28 year old Nausheen has resolved to make her neighborhood polio free once and for all. She has been working as a social mobilizer for seven years in the troubled area of Manghopir, a poverty stricken locality with pockets of Sindhi, Baloch and Pashtun communities in the outskirts of Karachi.

While 95 per cent of parents in Pakistan want polio workers to vaccinate their children, and accept the vaccine when it is offered, there are pockets of resistance who have been fed false information about the oral polio vaccine making them believe that it has harmful ingredients that causes infertility. Recruiting more female social mobilisers and vaccinators has been one of the innovative solutions to respond to the challenges that have stood in the way of reaching every child in Pakistan.2,379 social mobilizers are currently supporting polio vaccination teams across Pakistan, 37 per cent of whom are females.

For Nausheen and her team visiting resistant households and convincing them to accept the vaccine for their children is an important part of their job. Being a woman, Nausheen can enter the houses without cultural barriers. She speaks the same language and shares the same values and beliefs with her community. This has helped her convince large number of parents in Manghopir that the polio vaccine is beneficial for their children. While fathers are the main decision-makers in Pashtun families, the mothers also need to be motivated to accept the polio vaccine. They are always around the children while fathers are usually out for work during the campaign,” says Nausheen.

### LISTED ENTRIES
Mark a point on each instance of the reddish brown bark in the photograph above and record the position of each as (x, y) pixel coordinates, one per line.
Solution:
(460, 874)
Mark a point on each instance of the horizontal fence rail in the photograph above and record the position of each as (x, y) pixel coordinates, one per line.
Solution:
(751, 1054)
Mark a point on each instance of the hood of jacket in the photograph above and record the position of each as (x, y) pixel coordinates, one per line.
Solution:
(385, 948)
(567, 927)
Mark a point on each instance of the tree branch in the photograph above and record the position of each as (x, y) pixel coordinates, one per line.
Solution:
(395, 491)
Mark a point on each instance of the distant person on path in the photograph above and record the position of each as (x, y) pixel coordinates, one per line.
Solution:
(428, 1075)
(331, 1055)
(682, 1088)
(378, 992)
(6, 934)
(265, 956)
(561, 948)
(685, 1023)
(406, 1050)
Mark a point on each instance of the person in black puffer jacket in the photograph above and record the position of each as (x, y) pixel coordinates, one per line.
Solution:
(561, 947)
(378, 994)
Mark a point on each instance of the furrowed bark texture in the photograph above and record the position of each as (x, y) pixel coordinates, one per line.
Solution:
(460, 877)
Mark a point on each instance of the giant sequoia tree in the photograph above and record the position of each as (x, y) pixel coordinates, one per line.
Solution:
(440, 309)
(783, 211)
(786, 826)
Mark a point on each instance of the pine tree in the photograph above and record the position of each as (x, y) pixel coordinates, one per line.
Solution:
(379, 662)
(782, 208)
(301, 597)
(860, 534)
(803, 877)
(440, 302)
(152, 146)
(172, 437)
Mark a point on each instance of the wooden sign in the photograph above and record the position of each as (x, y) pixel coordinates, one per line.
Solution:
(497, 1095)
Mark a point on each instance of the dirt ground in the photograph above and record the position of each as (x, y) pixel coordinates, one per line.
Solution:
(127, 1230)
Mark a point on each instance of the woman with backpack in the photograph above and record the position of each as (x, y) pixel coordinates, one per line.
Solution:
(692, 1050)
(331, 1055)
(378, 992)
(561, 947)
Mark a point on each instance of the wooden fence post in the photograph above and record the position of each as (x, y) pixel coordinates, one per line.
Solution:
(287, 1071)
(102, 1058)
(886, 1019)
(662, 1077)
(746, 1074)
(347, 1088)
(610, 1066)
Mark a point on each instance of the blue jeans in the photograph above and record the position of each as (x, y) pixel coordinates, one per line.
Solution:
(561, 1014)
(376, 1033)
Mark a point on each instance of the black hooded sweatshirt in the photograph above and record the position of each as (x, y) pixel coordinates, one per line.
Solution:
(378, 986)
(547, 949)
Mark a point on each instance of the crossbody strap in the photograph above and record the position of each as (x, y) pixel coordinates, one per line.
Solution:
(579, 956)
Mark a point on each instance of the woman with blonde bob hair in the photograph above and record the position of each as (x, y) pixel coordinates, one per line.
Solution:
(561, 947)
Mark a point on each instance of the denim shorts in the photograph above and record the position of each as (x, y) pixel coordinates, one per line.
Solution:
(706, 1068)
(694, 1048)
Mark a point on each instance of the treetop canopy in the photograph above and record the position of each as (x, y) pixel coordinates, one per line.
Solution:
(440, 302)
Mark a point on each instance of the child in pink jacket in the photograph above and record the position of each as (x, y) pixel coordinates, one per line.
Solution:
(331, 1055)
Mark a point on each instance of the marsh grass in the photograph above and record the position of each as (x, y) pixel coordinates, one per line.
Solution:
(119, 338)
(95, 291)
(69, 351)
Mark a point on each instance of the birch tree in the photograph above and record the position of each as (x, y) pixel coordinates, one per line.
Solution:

### WORK TASK 1
Decide whether each statement agrees with the polio article, answering yes or no and quoting the words of the article that settle it: (a) Nausheen has worked as a social mobilizer for seven years. (b) Most social mobilizers supporting polio vaccination teams in Pakistan are women. (c) Most parents in Pakistan refuse the polio vaccine.
### WORK TASK 2
Please quote the polio article from "While 95 per" to "whom are females.", inclusive.
### WORK TASK 3
Extend the polio article beyond its final sentence.
None of the data above has any bearing here.

### OUTPUT 1
(a) Yes: "She has been working as a social mobilizer for seven years"
(b) No: "37 per cent of whom are females"
(c) No: "95 per cent of parents in Pakistan want polio workers to vaccinate their children, and accept the vaccine when it is offered"

### OUTPUT 2
While 95 per cent of parents in Pakistan want polio workers to vaccinate their children, and accept the vaccine when it is offered, there are pockets of resistance who have been fed false information about the oral polio vaccine making them believe that it has harmful ingredients that causes infertility. Recruiting more female social mobilisers and vaccinators has been one of the innovative solutions to respond to the challenges that have stood in the way of reaching every child in Pakistan.2,379 social mobilizers are currently supporting polio vaccination teams across Pakistan, 37 per cent of whom are females.

### OUTPUT 3
“Most of the times when we tell mothers that unvaccinated children may live with a limp or get paralyzed for the rest of their lives, they are genuinely moved and easily convinced” says Nausheen. 306 Pakistani children were paralyzed by polio in 2014, the highest number in a decade. Yet the country still has an opportunity to reverse the trend and take the world over the finish line on eradication. Frontline healthcare workers, community healthcare providers and practitioners are central to achieving the goal of eradication if no child is to be left behind.Eradicating polio will not only prevent children in Pakistan from lifelong paralysis, but will ensure that no child, anywhere, will ever suffer from this disease again. “If every parent understands the value of these two life-saving drops, polio will be eradicated from Pakistan very soon,” says Nausheen.